*TASK*. Skip the images and repeat every entry word for word.

*EXTRACTED DATA*.
- - - - - - -

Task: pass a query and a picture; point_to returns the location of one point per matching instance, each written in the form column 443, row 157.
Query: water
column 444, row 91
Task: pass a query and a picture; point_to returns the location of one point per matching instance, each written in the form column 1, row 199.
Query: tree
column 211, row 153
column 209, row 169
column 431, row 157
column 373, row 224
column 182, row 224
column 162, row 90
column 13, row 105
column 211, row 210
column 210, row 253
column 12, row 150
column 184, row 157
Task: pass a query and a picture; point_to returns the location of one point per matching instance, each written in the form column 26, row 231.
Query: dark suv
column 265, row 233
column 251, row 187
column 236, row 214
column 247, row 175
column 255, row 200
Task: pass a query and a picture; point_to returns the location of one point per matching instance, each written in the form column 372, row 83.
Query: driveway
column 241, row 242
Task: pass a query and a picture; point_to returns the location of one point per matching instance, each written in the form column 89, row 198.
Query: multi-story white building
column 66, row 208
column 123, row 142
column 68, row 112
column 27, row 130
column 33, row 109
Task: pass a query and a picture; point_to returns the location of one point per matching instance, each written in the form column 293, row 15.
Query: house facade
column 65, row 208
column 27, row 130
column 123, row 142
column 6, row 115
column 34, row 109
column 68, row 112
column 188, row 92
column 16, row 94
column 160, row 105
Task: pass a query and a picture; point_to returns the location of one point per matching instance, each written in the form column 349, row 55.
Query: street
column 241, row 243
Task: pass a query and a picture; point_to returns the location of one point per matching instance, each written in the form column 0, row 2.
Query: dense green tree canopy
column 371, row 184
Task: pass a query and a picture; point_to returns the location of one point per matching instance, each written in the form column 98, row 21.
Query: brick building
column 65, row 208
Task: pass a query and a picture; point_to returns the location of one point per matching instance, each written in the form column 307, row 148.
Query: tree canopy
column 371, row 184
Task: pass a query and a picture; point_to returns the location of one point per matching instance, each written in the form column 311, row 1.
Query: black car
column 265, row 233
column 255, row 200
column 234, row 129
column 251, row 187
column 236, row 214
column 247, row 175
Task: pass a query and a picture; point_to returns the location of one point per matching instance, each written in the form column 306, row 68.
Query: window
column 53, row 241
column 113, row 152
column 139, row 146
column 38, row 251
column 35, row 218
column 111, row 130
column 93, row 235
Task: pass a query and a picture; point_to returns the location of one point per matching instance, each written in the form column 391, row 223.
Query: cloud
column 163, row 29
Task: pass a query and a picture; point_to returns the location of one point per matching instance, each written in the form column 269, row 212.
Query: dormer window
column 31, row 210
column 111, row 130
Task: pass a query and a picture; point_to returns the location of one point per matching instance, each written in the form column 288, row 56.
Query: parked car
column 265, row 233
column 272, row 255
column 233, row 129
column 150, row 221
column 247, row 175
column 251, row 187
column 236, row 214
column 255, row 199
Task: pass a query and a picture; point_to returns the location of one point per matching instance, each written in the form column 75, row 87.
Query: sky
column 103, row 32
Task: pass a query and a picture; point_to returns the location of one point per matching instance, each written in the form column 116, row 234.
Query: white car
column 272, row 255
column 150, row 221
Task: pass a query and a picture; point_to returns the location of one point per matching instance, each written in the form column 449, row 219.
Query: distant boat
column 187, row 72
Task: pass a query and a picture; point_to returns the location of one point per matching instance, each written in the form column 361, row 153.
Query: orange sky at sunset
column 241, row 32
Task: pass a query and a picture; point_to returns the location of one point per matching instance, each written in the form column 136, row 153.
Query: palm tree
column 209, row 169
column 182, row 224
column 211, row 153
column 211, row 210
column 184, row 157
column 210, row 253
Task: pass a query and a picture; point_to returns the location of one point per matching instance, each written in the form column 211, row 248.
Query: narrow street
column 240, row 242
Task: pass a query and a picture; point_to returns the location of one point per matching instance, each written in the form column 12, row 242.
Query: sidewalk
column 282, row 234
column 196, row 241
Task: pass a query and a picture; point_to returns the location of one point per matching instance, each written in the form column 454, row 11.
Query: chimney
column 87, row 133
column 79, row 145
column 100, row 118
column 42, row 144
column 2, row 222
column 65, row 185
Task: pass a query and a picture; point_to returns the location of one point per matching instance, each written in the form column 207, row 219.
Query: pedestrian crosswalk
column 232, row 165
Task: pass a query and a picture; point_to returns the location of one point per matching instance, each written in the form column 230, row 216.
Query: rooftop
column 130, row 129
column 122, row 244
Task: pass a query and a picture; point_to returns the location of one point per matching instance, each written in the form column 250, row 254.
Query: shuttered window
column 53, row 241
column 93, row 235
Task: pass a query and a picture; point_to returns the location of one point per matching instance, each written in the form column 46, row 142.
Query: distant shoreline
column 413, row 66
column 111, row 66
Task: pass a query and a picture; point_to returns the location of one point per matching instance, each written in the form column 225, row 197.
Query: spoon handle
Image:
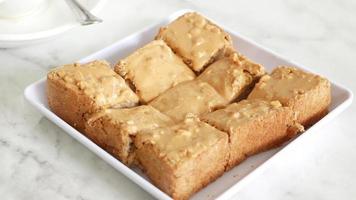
column 83, row 15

- - - - - - -

*SOLVED EXERCISE*.
Task: pass a query and a picture; point_to returns the location of one point per matching instance, each written in the form column 443, row 157.
Query: water
column 444, row 91
Task: pass a query and a picture; point_to returns the location of one point per matching instance, each written in the form column 1, row 199.
Query: tree
column 211, row 153
column 209, row 169
column 431, row 157
column 373, row 224
column 182, row 224
column 162, row 90
column 13, row 105
column 211, row 210
column 210, row 253
column 12, row 150
column 184, row 157
Task: pass a query and a picture; point_to returns the location of one point per matching instance, each written in the form column 26, row 231.
Query: dark suv
column 265, row 233
column 251, row 187
column 236, row 214
column 247, row 175
column 255, row 200
Task: pass a query and a picture; point_to returns the location of one point per matching instance, each written in the form column 372, row 83.
Query: driveway
column 241, row 242
Task: pass a query and a picture; point_to returns the location of one point per matching instance, each written in the form column 89, row 198.
Query: multi-story white building
column 66, row 208
column 123, row 142
column 68, row 112
column 27, row 130
column 33, row 109
Task: pass a query and a picture; point_to returns the location of one point per matching instance, each written in the form column 293, row 15.
Query: house facade
column 65, row 208
column 27, row 130
column 123, row 142
column 6, row 115
column 34, row 109
column 68, row 112
column 188, row 92
column 16, row 94
column 160, row 105
Task: pass a query and a picture; point_to returns the location of one point per matching instance, each written in the form column 349, row 55.
Query: street
column 241, row 243
Task: pass a query and a picture; point_to returns the location of one point per matching instance, each written in the form column 0, row 2.
Query: dense green tree canopy
column 371, row 184
Task: pass a query and a picture; point_to returns the location of one point per matching instance, each written in the form column 98, row 21.
Query: brick building
column 65, row 208
Task: pass a query and a picture; point_to returns the location of one point per matching instance, each written in the form column 307, row 148.
Query: tree canopy
column 371, row 184
Task: pass a query and a picture; point_to returns the location of one point per matching instance, each written in the form column 311, row 1.
Query: black car
column 265, row 233
column 255, row 200
column 234, row 129
column 251, row 187
column 236, row 214
column 247, row 175
Task: pass a query and a picture; point_to returns the location of one point per matching instance, each written in the form column 306, row 68.
Query: window
column 53, row 241
column 113, row 152
column 139, row 146
column 38, row 251
column 35, row 218
column 111, row 130
column 93, row 235
Task: pass a query and a picture; point_to returns the location of one point per matching instance, each written in the form column 391, row 223.
Query: cloud
column 163, row 29
Task: pass a query and a picture; point_to returns the location of one point per matching instance, each written in the form column 269, row 212.
Query: dormer window
column 31, row 210
column 111, row 130
Task: pass a query and a picture; point_to returns the location of one point per matching instance, each written in the form column 288, row 56.
Query: parked car
column 265, row 233
column 272, row 255
column 233, row 129
column 150, row 221
column 247, row 175
column 251, row 187
column 236, row 214
column 255, row 199
Task: pass a query and a picture; point_to returns the location of one point per matching instance, each written in the form column 75, row 87.
Query: sky
column 103, row 32
Task: pass a query and a picture; point_to returns the location of one point per matching instance, each written in the form column 116, row 234.
Query: white car
column 272, row 255
column 150, row 221
Task: pass a query and a picture; point_to returns the location of one point per matching instance, each written in the form column 449, row 219.
Query: distant boat
column 187, row 72
Task: pass a query and a picture; point_to returns the location of one point per matching instance, each written in the form column 361, row 153.
Query: orange sky at sunset
column 241, row 32
Task: pass a query and a picture; point_to returns the location of one point per matching instance, each written in the form column 136, row 153.
Query: palm tree
column 209, row 169
column 182, row 224
column 211, row 153
column 211, row 210
column 184, row 157
column 210, row 253
Task: pass a query and a picture; point_to returns the location of one point per matching instance, each written in the form column 211, row 248.
Query: narrow street
column 240, row 242
Task: pass a query and a picture; point_to returns the location of one point per matching instance, each written in the form column 12, row 242.
Query: sidewalk
column 282, row 234
column 196, row 241
Task: pass a query and a picture; point_to returns the location of one point per matching instance, each written in the form column 454, row 11.
Query: chimney
column 87, row 133
column 79, row 145
column 100, row 118
column 42, row 144
column 2, row 222
column 65, row 185
Task: pass a query and a picture; point_to returns the location of one point per matching instance, each written in the form column 207, row 219.
Query: pedestrian crosswalk
column 232, row 165
Task: pass a query and a picture; point_to returns the location of one point per matching instance, each written in the form column 230, row 216.
Query: rooftop
column 130, row 129
column 122, row 244
Task: pass a query and a picture; point_to returns the location of one point per matching instance, each written in the form column 250, row 254.
Query: shuttered window
column 53, row 241
column 93, row 235
Task: pass a query and a picture; point_to returns the location of one point per matching instance, each written in the form column 46, row 142.
Query: distant shoreline
column 413, row 66
column 111, row 66
Task: pass a query and a picture; point_to returns the location of one point per matching instance, each written in the form column 225, row 197.
Query: spoon handle
Image:
column 83, row 15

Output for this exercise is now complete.